_INSTRUCTIONS TO FOLLOW:_
Gather every line in the material below that contains the word "child". Letter case matters.

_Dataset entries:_
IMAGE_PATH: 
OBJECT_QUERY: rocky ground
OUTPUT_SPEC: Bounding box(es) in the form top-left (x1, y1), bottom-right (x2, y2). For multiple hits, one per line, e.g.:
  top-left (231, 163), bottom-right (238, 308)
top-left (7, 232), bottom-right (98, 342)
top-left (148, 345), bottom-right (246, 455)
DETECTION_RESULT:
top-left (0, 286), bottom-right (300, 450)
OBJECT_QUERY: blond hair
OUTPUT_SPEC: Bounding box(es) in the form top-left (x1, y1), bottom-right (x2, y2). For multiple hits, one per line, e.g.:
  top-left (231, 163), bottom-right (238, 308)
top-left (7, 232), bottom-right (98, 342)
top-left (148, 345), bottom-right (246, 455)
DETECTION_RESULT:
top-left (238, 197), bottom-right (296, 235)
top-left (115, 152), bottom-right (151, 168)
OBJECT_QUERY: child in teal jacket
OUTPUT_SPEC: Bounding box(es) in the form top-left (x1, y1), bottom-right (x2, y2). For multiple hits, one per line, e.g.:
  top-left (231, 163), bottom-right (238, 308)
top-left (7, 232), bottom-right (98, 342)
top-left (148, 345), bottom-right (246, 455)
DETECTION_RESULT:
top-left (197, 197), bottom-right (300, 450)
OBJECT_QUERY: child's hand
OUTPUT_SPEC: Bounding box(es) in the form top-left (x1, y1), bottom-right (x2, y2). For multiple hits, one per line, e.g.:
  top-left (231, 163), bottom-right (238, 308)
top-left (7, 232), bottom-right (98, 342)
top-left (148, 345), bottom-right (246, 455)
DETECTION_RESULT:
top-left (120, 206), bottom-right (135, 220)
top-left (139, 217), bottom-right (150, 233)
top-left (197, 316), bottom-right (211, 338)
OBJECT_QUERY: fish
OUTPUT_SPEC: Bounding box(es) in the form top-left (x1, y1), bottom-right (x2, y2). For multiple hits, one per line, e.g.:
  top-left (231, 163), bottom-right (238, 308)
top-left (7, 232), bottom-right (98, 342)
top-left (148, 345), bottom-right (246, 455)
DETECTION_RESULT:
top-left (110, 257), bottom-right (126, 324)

_FULL ANSWER:_
OBJECT_QUERY: child in teal jacket
OBJECT_QUERY: child's hand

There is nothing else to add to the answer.